◆ **SOURCE EXTRACT**
↓↓↓

Olga Finch, Curator of Archaeology, and Letty Ingrey, UCL Archaeology South-East Ice Age specialist, with one of the mammoth teeth from La Cotte.

In a new programme of scientific analysis, archaeologists are helping to catalogue and carefully store hundreds of pieces of Ice Age animal bone found before 1960 at La Cotte de St Brelade.

The team from UCL Archaeology are in Jersey to help Jersey Heritage catalogue some of the early finds discovered at the ancient site of La Cotte de St Brelade.

These early finds from the ancient site have yet to be studied using modern scientific techniques.

Prince Charles at La Cotte de St Brelade

The team are interested in the remains of animals that may have been hunted by some of the last surviving Neanderthal groups here.

Some fragments of bone might not be from the Neanderthal people themselves. 

Dr Matt Pope, from the UCL Institute of Archaeology and is helping to lead on the work and says it is exciting to be involved in such an important process.

"This is the thing: these bones have not been looked at in detail ever before.

"There are a lot of bones that have come from La Cotte that were well excavated in the 1960s, and these have been studied within the last 10 years.

"But those that were excavated before and after the Second World War - no one has ever looked at them.

"During the war, all the records were lost. The work we're doing this week is putting in the detective work to unlock their scientific potential.

"After we have gathered them, we get to ask if we can sample them for data and DNA, for the age of the bones, because there's every possibility amongst one of these hundreds of fragments of bones that there are pieces of a neanderthal, or a very ancient modern human."

↑↑↑

◆ **LIST OF TASKS**
1. Shorten the paragraph of the La Cotte de St Brelade article that begins "In a new programme of scientific analysis" into one briefer sentence that keeps its main facts.
2. Return, word for word, the part of the La Cotte de St Brelade article starting with "Olga Finch, Curator" and going on through "modern scientific techniques.".

◆ **EXCERPTED RECORDS**

↓↓↓

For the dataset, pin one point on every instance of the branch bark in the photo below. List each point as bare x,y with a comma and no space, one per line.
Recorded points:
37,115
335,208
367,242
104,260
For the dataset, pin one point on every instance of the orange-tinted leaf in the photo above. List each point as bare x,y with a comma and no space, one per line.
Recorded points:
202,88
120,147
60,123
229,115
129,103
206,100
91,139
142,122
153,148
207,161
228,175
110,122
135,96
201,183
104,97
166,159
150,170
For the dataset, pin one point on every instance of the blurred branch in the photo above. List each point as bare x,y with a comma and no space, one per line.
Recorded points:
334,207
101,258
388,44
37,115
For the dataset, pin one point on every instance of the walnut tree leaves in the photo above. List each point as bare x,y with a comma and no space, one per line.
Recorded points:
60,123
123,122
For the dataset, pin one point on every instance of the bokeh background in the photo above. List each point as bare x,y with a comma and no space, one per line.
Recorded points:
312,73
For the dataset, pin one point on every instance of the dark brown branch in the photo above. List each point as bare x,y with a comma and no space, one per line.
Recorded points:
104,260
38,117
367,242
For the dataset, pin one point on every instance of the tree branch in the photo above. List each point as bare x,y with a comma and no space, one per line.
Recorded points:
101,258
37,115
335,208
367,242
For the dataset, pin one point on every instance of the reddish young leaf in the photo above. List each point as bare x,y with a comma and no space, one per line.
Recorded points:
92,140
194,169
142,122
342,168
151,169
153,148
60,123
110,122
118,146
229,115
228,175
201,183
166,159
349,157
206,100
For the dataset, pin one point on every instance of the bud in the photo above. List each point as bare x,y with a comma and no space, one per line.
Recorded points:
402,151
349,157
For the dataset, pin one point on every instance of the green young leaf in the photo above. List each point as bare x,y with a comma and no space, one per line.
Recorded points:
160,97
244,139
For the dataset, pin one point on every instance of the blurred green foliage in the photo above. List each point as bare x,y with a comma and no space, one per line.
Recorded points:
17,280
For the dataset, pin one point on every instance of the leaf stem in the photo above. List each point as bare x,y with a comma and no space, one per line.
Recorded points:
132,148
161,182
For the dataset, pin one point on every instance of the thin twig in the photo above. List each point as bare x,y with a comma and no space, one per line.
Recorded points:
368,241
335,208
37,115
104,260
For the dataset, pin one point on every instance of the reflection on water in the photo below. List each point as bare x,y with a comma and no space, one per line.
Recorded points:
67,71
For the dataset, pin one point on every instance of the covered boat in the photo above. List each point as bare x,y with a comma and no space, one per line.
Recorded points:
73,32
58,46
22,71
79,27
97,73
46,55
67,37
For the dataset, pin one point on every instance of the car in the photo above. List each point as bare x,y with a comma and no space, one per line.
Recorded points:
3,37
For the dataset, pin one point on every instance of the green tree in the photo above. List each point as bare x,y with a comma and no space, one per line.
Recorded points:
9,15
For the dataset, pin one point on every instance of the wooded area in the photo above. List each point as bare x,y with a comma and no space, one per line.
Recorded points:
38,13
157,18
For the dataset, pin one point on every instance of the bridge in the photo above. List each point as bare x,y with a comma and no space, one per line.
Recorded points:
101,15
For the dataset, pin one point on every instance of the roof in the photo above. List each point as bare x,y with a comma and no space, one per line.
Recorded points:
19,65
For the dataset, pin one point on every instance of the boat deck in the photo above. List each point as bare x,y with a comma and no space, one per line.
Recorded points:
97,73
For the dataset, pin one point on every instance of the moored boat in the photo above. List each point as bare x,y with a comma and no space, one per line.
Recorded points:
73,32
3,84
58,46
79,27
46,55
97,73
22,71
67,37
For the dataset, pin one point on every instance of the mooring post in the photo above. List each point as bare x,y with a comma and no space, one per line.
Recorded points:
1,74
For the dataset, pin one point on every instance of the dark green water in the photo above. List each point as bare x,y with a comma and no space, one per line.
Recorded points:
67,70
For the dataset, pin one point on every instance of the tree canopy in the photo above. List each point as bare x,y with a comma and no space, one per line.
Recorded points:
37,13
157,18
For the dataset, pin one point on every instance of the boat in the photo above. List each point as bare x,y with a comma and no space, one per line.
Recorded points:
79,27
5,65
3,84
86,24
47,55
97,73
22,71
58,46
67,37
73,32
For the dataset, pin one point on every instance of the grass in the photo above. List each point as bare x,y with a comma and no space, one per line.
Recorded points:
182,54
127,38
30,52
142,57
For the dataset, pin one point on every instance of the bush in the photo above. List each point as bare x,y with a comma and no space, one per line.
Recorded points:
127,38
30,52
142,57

↑↑↑

◆ **PER-TASK OUTPUTS**
1. Under a new scientific programme, archaeologists are cataloguing and storing hundreds of Ice Age animal bone pieces found at La Cotte de St Brelade before 1960.

2.
Olga Finch, Curator of Archaeology, and Letty Ingrey, UCL Archaeology South-East Ice Age specialist, with one of the mammoth teeth from La Cotte.

In a new programme of scientific analysis, archaeologists are helping to catalogue and carefully store hundreds of pieces of Ice Age animal bone found before 1960 at La Cotte de St Brelade.

The team from UCL Archaeology are in Jersey to help Jersey Heritage catalogue some of the early finds discovered at the ancient site of La Cotte de St Brelade.

These early finds from the ancient site have yet to be studied using modern scientific techniques.